PROBLEM STATEMENT
Identify every line in the records below that contains the word "glass", and copy each of those lines.

Dataset records

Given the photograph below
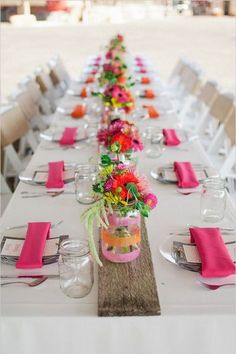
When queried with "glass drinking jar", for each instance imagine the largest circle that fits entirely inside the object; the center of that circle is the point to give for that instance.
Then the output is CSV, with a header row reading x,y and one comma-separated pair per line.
x,y
213,200
75,268
85,177
121,241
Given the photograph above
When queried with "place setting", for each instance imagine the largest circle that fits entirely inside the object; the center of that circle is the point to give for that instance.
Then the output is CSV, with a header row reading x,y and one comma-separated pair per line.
x,y
52,176
64,137
194,252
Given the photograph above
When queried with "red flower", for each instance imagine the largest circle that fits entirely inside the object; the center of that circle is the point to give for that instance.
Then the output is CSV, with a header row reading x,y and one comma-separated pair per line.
x,y
119,183
124,141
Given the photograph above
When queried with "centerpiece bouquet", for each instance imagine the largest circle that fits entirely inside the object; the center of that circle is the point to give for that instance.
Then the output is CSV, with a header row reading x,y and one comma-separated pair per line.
x,y
123,196
112,73
117,97
121,136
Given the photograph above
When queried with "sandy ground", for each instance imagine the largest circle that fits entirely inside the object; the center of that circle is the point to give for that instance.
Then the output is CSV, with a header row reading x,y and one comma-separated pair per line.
x,y
208,41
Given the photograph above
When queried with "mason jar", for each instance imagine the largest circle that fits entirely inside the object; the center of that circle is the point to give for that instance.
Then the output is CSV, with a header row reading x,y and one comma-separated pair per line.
x,y
121,241
85,178
213,200
76,272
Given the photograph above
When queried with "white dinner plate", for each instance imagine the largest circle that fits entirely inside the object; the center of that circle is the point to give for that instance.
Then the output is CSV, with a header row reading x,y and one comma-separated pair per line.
x,y
54,134
38,175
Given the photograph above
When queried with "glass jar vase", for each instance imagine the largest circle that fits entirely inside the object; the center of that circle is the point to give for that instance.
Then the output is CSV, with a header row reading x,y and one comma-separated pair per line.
x,y
75,268
213,200
121,241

RESULT OF THIS TASK
When queried with "glass drinking jar", for each instance imagine the largest circle that fits entirely inside the object; the center of that circle is the point to give for that instance.
When queried with "glass jar vase", for each instance imagine the largest circle that fits entirely inside the object; the center of that circle is the point to give for that instance.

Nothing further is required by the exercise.